== Listing ==

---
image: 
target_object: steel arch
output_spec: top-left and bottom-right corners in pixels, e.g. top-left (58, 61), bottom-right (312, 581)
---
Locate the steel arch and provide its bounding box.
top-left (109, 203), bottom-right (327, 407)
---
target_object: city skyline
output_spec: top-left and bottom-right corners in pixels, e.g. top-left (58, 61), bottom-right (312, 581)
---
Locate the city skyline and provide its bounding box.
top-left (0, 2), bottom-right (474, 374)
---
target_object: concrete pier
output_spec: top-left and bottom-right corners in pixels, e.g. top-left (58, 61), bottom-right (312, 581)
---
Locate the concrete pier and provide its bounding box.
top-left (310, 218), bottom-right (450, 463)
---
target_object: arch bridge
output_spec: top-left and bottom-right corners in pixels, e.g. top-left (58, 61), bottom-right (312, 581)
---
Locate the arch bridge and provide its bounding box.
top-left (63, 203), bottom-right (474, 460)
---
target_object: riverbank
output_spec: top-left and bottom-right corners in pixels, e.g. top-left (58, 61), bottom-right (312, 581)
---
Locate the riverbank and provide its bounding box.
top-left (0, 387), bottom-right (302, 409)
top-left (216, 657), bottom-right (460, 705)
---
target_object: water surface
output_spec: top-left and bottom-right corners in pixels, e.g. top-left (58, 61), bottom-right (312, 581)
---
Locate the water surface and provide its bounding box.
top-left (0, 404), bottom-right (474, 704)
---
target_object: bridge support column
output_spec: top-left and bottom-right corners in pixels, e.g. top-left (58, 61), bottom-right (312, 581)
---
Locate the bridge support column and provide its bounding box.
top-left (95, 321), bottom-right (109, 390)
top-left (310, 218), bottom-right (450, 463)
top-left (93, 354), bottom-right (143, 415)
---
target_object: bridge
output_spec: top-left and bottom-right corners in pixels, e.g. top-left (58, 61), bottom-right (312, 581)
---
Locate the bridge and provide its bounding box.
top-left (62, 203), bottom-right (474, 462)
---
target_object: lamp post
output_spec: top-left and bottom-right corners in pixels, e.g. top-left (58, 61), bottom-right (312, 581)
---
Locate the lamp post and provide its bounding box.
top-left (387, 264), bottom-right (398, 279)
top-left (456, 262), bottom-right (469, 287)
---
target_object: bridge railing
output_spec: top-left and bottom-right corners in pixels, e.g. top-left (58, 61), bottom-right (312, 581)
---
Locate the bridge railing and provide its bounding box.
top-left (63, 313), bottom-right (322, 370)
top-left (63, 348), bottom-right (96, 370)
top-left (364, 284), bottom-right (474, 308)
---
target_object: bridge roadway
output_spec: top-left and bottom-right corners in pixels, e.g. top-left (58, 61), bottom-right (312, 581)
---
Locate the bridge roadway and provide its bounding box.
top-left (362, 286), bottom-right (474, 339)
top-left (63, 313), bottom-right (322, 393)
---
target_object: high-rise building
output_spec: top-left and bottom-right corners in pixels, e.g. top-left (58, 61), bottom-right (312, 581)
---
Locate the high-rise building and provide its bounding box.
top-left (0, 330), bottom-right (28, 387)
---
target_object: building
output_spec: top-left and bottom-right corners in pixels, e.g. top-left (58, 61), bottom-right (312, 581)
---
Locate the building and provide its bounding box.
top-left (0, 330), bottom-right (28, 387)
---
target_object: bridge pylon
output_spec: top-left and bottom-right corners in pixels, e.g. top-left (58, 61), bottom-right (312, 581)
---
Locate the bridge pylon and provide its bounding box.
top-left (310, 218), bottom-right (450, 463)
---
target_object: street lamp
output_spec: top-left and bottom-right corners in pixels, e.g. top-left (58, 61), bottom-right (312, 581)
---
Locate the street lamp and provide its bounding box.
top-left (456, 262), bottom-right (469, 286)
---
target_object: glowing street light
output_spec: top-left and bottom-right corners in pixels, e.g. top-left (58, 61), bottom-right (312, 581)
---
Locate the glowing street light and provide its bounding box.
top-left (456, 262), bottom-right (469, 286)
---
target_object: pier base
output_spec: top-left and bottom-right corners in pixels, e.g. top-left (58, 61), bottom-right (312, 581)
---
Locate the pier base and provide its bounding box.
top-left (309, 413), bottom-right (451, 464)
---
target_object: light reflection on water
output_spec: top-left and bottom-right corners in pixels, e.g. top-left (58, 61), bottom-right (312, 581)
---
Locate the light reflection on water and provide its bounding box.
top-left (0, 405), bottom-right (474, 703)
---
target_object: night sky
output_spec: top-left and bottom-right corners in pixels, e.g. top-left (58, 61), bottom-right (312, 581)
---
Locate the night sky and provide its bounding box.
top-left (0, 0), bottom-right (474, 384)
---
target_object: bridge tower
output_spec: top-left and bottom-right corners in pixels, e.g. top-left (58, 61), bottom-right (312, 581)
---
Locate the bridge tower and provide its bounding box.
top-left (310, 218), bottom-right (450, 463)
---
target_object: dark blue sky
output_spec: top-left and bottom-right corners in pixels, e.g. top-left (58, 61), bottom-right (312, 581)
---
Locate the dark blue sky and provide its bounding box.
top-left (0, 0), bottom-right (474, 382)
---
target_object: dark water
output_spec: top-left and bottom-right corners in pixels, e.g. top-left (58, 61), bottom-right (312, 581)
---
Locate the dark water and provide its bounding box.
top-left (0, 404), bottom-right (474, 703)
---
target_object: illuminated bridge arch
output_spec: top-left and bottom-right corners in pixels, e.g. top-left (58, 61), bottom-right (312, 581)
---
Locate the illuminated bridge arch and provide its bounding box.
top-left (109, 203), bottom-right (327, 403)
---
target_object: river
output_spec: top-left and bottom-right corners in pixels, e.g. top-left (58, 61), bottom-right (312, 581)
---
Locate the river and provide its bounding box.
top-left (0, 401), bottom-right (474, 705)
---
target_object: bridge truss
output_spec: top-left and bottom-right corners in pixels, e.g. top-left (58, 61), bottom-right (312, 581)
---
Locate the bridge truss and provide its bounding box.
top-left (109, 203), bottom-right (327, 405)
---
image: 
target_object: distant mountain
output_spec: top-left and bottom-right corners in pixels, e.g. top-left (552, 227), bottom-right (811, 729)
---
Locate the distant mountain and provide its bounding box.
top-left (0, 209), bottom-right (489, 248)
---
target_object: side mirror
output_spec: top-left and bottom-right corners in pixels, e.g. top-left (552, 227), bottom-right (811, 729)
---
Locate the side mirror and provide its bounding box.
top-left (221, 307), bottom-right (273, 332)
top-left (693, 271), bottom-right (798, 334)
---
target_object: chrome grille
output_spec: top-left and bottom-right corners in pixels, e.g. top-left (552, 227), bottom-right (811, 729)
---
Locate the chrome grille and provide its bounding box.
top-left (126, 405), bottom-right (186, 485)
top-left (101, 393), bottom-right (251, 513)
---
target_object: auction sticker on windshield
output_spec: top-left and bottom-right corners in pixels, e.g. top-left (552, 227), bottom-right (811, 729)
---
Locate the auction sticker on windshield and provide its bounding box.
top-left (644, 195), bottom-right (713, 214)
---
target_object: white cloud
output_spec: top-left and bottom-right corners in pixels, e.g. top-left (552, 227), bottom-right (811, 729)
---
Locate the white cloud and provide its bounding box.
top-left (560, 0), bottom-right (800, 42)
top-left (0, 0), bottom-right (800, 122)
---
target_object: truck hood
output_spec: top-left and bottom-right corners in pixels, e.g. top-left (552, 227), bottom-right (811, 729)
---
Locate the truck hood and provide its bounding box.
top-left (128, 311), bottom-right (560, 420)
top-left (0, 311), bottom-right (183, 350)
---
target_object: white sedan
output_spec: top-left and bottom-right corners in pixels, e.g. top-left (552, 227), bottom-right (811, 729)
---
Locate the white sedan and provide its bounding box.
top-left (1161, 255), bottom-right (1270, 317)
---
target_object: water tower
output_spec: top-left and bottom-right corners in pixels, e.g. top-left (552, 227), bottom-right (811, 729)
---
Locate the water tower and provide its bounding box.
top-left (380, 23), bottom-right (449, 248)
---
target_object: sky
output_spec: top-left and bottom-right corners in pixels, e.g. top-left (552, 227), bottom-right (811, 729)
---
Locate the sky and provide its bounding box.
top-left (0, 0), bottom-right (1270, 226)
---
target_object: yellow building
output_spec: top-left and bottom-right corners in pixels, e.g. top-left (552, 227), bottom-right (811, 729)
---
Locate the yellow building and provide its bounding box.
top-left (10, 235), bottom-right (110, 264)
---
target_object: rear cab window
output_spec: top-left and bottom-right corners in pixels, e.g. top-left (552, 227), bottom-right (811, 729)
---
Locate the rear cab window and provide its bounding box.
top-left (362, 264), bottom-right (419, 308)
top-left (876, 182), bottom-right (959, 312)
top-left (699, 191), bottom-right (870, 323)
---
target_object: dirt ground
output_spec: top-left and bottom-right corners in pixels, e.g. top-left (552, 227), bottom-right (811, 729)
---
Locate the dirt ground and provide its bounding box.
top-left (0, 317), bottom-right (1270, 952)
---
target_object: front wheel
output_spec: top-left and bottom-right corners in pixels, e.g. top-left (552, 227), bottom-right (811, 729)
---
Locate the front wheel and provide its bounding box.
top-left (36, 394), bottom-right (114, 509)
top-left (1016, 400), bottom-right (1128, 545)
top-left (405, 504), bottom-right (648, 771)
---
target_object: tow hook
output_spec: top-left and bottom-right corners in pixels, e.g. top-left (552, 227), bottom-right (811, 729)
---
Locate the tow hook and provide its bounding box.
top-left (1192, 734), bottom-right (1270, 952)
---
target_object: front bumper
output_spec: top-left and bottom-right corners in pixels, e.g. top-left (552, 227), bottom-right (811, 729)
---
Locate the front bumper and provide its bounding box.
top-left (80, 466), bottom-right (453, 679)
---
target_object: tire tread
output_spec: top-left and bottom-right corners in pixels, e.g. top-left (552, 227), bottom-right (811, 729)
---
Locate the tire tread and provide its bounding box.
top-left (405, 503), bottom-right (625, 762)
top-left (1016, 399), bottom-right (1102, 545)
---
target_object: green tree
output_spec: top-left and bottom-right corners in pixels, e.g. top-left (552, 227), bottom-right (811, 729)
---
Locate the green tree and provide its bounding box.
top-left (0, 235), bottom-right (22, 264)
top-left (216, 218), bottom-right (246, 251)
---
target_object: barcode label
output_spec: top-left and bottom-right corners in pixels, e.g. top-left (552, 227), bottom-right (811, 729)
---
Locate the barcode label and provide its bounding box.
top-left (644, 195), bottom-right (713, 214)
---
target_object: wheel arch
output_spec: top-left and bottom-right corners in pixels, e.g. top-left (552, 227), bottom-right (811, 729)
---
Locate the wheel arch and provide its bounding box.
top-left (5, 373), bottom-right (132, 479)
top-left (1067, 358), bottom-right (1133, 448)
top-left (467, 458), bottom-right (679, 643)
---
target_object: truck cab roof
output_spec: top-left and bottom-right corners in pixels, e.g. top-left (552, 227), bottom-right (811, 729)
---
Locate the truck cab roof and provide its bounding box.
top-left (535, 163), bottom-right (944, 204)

===

Set task
Convert the items, from their very first line through the line containing "top-left (109, 203), bottom-right (327, 407)" (both included), into a Markdown table with the columns Row and Line. Number each row and leave out any blank lines.

Full solution
| Row | Line |
|---|---|
| 1 | --- |
| 2 | image:  |
| 3 | target_object: steel arch |
| 4 | output_spec: top-left and bottom-right corners in pixels, e.g. top-left (58, 61), bottom-right (312, 581) |
| 5 | --- |
| 6 | Locate the steel arch and provide its bounding box. |
| 7 | top-left (109, 203), bottom-right (327, 407) |